Point annotation dataset records
+-------+
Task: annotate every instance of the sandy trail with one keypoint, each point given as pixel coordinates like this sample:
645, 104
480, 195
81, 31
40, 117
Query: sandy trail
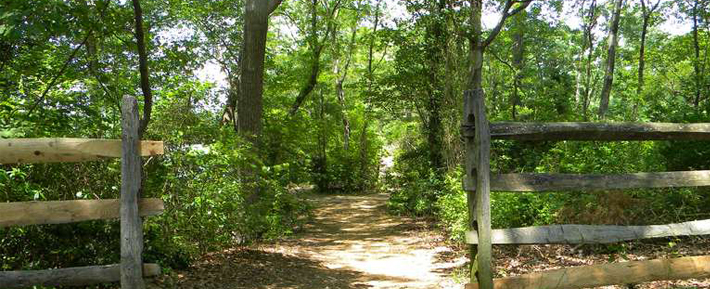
352, 243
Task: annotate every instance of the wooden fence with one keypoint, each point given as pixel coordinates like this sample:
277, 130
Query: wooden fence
129, 208
479, 182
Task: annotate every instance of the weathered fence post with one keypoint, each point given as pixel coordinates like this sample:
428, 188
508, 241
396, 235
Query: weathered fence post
478, 172
131, 223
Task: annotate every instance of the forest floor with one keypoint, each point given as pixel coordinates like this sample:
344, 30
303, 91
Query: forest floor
353, 243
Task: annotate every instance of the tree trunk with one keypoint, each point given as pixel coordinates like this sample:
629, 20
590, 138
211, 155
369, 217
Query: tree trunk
143, 67
364, 162
316, 46
518, 58
647, 13
696, 63
340, 81
250, 104
588, 26
642, 63
610, 59
320, 162
434, 125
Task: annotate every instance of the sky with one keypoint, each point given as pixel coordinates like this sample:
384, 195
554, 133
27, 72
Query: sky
211, 71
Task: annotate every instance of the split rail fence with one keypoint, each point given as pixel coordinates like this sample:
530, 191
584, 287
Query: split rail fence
129, 208
479, 182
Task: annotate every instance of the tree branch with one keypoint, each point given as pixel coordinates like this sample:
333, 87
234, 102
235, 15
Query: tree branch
273, 4
143, 68
506, 14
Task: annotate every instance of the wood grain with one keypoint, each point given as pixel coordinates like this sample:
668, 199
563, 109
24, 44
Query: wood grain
48, 150
609, 274
482, 143
590, 234
595, 182
76, 276
61, 212
131, 223
590, 131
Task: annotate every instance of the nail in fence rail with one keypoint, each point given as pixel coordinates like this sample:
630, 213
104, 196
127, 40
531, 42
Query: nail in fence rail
478, 167
609, 274
593, 182
477, 183
595, 131
131, 223
130, 208
591, 234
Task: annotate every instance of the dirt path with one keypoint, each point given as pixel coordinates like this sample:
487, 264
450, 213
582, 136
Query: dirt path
352, 243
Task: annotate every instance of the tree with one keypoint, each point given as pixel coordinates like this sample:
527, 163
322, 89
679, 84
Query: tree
589, 21
143, 67
646, 13
316, 46
610, 58
250, 104
477, 47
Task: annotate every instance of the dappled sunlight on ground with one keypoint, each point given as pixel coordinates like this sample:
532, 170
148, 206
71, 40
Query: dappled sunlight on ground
351, 243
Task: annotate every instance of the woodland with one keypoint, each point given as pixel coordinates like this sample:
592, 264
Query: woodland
263, 103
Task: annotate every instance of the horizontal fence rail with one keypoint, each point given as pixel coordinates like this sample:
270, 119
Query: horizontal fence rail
593, 182
60, 212
591, 234
609, 274
76, 276
592, 131
47, 150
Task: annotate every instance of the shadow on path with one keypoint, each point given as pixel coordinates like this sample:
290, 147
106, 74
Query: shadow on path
352, 243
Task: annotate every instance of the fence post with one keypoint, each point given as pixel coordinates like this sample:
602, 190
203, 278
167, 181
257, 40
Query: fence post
131, 223
478, 176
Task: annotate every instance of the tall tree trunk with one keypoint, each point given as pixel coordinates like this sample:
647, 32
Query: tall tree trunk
610, 59
647, 13
518, 58
250, 108
342, 73
250, 105
364, 144
590, 23
316, 45
477, 47
696, 63
434, 125
321, 159
143, 67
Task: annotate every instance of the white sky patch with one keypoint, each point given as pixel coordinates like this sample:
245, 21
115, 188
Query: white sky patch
212, 72
396, 10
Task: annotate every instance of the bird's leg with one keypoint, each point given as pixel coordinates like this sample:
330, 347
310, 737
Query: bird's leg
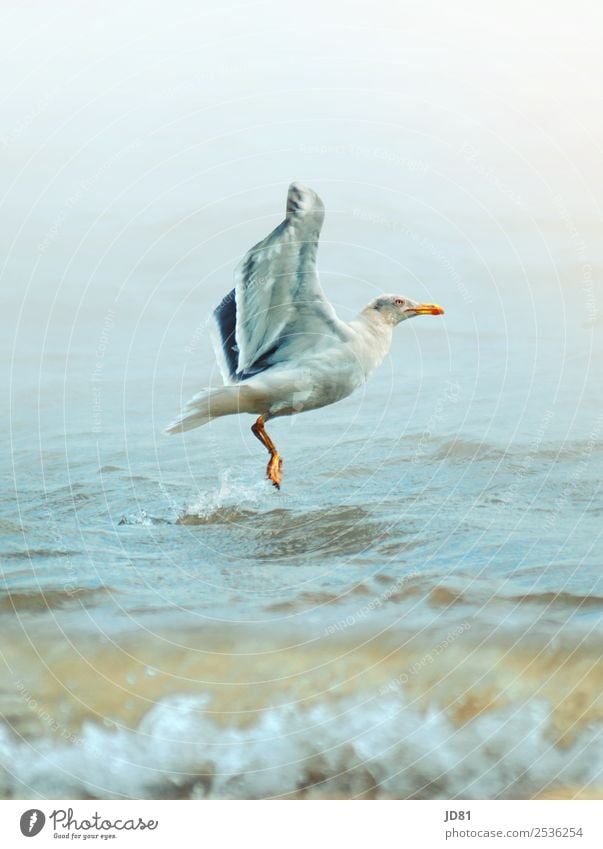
274, 469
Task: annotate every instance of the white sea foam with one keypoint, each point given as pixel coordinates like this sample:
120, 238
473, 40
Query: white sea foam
345, 748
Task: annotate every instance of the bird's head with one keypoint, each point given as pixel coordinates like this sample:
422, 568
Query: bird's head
395, 308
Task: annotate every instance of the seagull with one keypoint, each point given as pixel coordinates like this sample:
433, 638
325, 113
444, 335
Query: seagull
279, 344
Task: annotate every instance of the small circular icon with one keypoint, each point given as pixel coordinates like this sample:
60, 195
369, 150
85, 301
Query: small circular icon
32, 822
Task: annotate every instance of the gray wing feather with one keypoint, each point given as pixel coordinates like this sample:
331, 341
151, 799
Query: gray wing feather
280, 303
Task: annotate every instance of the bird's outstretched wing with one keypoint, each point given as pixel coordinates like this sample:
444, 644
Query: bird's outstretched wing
278, 308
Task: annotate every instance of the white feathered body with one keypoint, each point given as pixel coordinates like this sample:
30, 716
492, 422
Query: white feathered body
320, 377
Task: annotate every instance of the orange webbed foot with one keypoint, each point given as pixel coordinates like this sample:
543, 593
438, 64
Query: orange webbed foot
274, 469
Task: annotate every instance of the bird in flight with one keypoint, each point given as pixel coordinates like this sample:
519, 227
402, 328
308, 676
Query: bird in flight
280, 346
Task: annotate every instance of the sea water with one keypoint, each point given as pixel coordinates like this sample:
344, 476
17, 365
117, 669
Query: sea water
417, 613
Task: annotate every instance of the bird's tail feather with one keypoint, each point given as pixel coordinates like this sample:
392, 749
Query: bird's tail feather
210, 404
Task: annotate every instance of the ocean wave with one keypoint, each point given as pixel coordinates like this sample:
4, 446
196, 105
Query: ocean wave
386, 749
53, 599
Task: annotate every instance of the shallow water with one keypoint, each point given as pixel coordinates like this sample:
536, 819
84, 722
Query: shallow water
418, 612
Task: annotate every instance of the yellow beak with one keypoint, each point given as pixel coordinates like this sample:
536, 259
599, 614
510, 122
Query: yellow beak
429, 309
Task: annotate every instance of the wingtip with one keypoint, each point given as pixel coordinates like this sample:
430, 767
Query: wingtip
302, 199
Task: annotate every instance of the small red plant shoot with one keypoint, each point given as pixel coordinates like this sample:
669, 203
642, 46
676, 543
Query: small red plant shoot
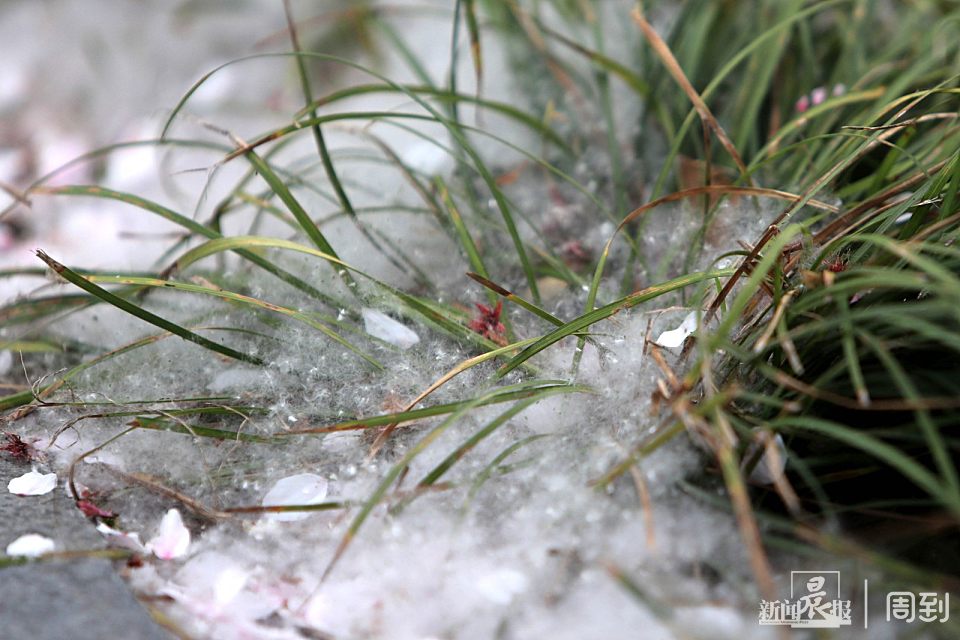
16, 447
487, 323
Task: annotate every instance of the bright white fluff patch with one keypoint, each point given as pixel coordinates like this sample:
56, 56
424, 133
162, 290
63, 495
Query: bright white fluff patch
502, 586
173, 540
380, 325
33, 484
303, 488
675, 337
30, 545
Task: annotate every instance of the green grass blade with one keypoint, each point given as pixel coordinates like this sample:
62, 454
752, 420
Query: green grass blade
143, 314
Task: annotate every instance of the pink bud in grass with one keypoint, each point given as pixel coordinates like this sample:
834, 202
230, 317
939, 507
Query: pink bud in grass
818, 95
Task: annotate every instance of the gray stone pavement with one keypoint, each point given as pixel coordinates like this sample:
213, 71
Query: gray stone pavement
72, 599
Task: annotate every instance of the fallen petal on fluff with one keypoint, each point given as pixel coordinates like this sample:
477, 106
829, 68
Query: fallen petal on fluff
121, 538
33, 484
303, 488
30, 546
382, 326
674, 338
174, 538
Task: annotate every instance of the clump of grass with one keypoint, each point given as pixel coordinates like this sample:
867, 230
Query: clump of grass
836, 329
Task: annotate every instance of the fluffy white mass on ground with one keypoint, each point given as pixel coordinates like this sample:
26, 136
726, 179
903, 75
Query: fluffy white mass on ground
534, 551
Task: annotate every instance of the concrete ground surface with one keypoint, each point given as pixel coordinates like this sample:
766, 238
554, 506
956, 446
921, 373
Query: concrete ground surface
69, 599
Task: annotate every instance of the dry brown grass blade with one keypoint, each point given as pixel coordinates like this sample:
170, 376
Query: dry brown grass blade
666, 56
156, 486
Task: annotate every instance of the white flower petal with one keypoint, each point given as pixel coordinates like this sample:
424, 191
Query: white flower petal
121, 538
303, 488
33, 484
173, 540
675, 337
382, 326
30, 545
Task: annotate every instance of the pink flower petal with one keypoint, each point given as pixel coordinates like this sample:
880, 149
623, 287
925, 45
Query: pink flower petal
173, 540
33, 484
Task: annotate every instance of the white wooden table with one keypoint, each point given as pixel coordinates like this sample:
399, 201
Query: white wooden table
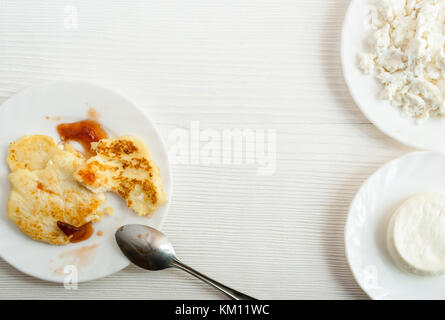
227, 64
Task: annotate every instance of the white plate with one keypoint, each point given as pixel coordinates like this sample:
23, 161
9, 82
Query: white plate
364, 88
25, 113
369, 213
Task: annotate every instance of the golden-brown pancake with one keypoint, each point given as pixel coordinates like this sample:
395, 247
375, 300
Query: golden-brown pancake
44, 190
124, 165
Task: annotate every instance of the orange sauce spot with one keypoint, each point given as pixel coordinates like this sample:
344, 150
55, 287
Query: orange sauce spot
84, 132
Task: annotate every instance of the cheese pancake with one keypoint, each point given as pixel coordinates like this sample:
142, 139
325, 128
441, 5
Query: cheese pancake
124, 165
44, 190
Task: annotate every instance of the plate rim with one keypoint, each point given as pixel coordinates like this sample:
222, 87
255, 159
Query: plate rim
157, 132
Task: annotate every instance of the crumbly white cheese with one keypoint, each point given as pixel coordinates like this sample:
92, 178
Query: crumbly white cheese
406, 55
416, 234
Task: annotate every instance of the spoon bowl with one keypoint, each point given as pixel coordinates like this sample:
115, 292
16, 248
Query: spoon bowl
146, 247
150, 249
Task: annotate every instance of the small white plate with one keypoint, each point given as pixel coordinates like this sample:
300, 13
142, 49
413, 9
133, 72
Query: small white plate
365, 88
26, 113
366, 227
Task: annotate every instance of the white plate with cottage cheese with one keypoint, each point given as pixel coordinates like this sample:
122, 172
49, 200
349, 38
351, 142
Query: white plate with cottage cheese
395, 231
394, 65
39, 110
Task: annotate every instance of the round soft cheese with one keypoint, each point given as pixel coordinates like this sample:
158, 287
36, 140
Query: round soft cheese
416, 234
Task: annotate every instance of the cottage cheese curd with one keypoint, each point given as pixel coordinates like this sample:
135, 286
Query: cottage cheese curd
406, 55
416, 234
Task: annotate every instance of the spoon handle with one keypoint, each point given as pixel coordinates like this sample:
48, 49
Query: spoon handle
231, 293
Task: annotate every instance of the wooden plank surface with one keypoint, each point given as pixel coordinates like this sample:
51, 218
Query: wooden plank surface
228, 64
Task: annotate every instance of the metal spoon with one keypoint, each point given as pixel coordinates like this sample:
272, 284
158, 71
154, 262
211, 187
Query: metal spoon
+-------+
- REQUIRED TASK
Beginning at the line that holds "Task: annotate every instance of the crumbly", write out word for word each line through the end of the records.

- FINISHED EXERCISE
Task: annotate every instance of the crumbly white cheese with one keypoint, each point given as pixel coordinates like this sample:
92, 178
Query: crumbly white cheese
406, 55
416, 234
Task: annotate every instance of the spoon bowl with one keypoint, each point given as pixel coordinates like this sample:
115, 292
16, 248
Query: spoon bowl
146, 247
150, 249
Task: annotate every instance of the small white plate with one keypoint, each point given as pixel coordinates like this sample:
300, 13
142, 49
413, 9
133, 72
Query: small white plate
365, 88
26, 113
366, 227
Task: annotate every instance of the white plate with cottage cheese with one keypoint, each point given as pixel coordinates like this sample:
122, 172
49, 200
349, 38
351, 142
Query: white plate with cottage cheese
395, 231
394, 65
39, 110
Task: annotate every instance of the round soft cheese with one keypoint, each point given as pixel coordinates like this sample:
158, 287
36, 140
Query: round soft cheese
416, 234
Task: annotate every instance of the cottage cheese curd with one keypoint, each point given as pixel coordinates like this sample:
135, 286
Query: cottage cheese curd
406, 55
416, 234
Task: annotate every instance of the spoon handle with one keypoint, each point given as pixel coordinates like this sample:
48, 49
Query: spoon handle
231, 293
Task: annotate every instance of the wooden plank surface with one keypoint, each point given as pixel coordinates like this sample:
51, 218
Query: wooden plank surface
228, 64
Task: annotate every instance of the metal spoon with one keypoint, each point given as pixel coordinates like this sample:
272, 284
158, 71
154, 262
211, 187
Query: metal spoon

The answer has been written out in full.